Stated task
Only the lines from the line containing "tank in this photo." to the end of the entries should be repeated, exactly as they appear.

Part of a data file:
══════════════════════════════

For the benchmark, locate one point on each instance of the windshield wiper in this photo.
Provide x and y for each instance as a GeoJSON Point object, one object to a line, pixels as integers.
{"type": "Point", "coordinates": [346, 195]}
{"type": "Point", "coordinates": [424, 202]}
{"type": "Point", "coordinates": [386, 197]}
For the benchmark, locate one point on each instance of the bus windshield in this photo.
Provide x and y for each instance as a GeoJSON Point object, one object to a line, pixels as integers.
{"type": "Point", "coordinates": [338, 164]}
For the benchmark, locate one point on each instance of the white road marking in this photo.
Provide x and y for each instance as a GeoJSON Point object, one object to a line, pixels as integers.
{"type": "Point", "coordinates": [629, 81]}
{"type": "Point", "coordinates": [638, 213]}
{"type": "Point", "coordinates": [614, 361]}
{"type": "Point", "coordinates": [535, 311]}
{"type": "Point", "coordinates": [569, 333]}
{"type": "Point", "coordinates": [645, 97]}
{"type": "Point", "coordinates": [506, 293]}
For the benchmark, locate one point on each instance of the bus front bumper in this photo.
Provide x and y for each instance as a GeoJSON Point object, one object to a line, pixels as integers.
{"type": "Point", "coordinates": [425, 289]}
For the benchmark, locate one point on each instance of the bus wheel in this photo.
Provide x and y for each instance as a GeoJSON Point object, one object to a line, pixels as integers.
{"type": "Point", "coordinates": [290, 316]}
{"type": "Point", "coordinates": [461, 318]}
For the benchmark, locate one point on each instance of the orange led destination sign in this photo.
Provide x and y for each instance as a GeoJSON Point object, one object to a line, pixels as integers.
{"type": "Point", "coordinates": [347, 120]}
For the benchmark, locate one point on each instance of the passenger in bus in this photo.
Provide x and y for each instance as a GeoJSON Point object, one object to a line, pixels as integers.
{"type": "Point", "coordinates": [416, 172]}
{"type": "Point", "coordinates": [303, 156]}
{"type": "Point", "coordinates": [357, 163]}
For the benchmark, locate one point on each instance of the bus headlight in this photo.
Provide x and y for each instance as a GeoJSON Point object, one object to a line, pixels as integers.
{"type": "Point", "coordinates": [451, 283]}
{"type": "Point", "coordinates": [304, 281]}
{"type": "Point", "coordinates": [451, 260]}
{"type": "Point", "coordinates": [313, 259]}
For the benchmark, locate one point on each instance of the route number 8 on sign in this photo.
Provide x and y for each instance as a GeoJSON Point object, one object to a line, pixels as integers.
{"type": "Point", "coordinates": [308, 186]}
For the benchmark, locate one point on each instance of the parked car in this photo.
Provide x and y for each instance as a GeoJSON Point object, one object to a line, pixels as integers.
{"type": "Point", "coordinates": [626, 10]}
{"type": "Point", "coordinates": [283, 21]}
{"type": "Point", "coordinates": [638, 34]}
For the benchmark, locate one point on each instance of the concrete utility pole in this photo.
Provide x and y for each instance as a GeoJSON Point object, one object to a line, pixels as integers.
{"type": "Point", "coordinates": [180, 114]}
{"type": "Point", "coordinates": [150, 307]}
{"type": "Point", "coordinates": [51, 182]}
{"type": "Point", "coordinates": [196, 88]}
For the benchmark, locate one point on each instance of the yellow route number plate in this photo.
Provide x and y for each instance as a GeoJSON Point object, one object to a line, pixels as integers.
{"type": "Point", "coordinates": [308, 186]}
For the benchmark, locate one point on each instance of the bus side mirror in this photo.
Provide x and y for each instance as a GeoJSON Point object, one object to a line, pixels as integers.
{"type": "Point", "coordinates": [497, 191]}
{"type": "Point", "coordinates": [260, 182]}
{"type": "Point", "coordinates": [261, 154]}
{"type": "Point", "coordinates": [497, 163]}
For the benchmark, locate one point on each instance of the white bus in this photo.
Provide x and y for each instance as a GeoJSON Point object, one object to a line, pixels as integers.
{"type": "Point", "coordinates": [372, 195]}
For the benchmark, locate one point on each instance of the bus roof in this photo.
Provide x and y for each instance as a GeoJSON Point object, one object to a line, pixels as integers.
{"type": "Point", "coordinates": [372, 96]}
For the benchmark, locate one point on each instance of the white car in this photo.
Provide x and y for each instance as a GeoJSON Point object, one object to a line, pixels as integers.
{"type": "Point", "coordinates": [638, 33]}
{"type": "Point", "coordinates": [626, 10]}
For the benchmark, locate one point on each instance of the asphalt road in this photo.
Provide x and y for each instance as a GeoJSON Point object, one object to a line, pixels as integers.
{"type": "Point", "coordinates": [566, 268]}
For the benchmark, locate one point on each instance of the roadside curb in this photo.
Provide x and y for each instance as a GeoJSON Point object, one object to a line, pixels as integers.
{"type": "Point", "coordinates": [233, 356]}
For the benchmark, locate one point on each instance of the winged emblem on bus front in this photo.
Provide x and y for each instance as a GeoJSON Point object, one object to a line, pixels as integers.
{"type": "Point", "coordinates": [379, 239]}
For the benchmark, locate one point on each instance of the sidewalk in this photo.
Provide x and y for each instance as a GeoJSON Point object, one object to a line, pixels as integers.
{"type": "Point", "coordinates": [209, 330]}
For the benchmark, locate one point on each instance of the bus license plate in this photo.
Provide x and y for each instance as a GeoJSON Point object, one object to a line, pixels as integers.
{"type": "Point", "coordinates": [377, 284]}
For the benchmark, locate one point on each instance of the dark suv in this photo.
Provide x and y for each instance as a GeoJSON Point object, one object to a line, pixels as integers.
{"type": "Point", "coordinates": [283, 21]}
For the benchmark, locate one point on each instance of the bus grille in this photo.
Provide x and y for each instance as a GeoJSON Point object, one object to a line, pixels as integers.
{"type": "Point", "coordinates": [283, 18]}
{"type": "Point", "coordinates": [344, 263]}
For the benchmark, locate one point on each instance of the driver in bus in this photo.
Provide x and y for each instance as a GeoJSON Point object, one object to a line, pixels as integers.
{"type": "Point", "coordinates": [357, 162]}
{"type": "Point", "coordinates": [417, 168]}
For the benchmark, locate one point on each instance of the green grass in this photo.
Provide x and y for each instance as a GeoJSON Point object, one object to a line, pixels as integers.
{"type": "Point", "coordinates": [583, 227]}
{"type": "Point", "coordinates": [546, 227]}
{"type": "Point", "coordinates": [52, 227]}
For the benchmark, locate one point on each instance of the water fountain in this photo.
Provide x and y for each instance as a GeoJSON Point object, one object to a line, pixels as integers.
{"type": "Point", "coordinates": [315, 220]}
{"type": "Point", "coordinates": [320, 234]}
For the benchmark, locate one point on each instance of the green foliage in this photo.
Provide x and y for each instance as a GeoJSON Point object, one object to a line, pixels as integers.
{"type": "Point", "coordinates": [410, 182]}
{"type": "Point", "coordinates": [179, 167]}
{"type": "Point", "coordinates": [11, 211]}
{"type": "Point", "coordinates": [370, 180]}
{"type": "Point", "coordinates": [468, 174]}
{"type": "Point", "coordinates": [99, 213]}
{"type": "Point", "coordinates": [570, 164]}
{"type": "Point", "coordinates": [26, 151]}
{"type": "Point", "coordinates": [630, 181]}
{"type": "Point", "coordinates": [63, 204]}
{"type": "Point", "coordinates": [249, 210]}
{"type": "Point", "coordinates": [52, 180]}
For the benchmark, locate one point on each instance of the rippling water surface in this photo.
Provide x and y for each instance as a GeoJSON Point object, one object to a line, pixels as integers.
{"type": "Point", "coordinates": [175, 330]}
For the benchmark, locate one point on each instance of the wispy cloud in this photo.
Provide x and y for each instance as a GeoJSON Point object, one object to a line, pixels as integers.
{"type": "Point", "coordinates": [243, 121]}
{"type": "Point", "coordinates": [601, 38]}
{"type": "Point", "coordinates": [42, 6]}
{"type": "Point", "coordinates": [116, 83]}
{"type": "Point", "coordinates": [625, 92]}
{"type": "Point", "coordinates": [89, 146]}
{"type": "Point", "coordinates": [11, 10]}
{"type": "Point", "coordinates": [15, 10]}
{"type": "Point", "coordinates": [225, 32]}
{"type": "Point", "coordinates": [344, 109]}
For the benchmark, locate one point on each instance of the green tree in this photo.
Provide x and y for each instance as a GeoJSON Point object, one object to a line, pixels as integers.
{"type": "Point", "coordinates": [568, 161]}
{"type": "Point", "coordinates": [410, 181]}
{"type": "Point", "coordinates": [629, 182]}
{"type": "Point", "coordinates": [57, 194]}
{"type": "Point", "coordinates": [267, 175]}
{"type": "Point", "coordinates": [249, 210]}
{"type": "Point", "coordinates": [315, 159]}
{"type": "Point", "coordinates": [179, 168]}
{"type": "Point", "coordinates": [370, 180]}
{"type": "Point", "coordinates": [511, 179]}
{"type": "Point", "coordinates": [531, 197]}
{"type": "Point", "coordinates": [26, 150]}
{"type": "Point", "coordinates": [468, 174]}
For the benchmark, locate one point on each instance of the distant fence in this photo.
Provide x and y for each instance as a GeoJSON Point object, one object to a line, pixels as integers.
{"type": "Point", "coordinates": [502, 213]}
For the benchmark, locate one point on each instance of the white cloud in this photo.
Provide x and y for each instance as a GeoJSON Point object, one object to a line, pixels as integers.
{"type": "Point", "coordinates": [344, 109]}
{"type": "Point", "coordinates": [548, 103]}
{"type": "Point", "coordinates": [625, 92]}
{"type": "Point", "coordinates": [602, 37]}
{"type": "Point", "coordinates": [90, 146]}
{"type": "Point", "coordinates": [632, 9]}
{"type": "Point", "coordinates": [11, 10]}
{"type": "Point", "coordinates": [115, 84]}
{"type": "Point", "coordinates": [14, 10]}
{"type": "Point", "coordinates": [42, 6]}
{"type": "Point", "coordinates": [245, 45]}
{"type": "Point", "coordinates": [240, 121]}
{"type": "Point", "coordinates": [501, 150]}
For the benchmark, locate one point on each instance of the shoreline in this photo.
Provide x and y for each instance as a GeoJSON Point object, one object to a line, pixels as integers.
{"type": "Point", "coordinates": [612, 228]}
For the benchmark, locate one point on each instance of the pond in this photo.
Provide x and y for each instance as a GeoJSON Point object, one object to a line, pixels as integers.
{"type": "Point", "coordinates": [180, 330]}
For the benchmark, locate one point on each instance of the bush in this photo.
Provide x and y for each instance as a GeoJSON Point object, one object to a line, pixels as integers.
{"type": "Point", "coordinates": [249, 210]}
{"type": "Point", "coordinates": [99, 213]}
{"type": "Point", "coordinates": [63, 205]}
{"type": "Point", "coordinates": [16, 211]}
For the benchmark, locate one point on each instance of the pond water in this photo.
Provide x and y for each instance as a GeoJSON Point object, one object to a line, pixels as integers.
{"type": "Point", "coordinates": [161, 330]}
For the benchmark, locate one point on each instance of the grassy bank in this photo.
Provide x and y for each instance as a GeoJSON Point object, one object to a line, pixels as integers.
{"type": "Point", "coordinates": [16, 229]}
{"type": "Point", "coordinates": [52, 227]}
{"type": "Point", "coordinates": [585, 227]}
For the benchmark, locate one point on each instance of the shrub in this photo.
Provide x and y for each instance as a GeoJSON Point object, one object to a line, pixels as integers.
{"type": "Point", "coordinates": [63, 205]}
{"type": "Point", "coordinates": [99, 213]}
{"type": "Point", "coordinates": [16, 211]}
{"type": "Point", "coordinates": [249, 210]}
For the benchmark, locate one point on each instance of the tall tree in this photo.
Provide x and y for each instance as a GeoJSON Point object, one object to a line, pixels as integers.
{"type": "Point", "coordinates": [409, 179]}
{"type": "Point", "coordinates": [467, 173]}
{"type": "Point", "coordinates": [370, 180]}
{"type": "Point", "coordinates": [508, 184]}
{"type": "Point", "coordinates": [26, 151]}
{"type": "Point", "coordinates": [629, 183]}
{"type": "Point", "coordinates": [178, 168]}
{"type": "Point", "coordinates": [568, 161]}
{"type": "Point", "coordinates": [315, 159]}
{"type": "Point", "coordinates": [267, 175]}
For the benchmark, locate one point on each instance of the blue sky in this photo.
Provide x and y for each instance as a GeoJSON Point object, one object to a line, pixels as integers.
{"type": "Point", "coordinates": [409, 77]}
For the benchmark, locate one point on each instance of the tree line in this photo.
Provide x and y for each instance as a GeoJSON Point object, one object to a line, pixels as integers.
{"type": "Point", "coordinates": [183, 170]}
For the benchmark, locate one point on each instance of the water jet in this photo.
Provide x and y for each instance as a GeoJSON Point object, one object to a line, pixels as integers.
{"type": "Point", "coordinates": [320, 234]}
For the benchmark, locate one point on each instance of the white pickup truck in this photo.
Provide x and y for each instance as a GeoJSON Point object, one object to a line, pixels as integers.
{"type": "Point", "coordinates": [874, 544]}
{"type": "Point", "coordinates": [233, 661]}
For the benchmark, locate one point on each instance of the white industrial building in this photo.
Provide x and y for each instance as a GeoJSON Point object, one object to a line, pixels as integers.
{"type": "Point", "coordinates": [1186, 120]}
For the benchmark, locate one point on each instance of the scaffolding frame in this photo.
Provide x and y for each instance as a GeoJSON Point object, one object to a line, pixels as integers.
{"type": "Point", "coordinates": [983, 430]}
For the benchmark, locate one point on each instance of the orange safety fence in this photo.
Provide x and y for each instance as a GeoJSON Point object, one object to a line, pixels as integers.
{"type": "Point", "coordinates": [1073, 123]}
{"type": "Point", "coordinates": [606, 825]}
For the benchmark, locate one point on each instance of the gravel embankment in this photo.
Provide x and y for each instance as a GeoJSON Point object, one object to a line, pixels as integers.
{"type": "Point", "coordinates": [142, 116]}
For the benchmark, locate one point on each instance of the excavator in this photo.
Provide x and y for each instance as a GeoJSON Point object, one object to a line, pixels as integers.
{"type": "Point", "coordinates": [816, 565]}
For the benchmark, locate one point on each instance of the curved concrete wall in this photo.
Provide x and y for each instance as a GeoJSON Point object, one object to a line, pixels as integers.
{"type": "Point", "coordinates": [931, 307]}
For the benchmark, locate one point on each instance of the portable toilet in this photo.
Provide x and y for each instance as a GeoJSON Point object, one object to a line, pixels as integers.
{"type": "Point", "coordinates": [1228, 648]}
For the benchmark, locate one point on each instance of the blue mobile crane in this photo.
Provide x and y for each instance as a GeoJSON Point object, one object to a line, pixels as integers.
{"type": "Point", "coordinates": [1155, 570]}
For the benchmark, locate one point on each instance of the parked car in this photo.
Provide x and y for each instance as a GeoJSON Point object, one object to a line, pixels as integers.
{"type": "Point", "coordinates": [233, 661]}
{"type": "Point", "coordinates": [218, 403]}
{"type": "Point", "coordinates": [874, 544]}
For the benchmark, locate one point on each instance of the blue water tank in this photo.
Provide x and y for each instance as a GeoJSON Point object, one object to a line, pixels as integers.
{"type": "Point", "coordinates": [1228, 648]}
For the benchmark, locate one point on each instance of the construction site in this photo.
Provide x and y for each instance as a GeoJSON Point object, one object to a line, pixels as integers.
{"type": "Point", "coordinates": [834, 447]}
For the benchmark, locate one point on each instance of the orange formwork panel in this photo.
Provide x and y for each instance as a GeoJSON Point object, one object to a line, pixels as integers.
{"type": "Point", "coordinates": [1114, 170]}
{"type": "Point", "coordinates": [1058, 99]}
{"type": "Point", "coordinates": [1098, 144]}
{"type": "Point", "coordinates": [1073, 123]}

══════════════════════════════

Answer to the exercise
For the benchmark, locate one point on each instance of the blue water tank in this photo.
Provide x and y for each instance as a GeoJSON Point object, one object to a line, pixels as integers.
{"type": "Point", "coordinates": [1228, 648]}
For the benchmark, locate one point on each instance of the construction site in this photo.
Provide x and y for each instance as a GeoJSON Point object, one object to a line, pixels as integers.
{"type": "Point", "coordinates": [834, 447]}
For the benchmark, locate one point on each instance of the orange formwork panel in this photo.
Provide x and y for each instance as a GeoJSON Point object, one object to a line, pixels as integers.
{"type": "Point", "coordinates": [1114, 170]}
{"type": "Point", "coordinates": [1058, 99]}
{"type": "Point", "coordinates": [1098, 144]}
{"type": "Point", "coordinates": [1073, 123]}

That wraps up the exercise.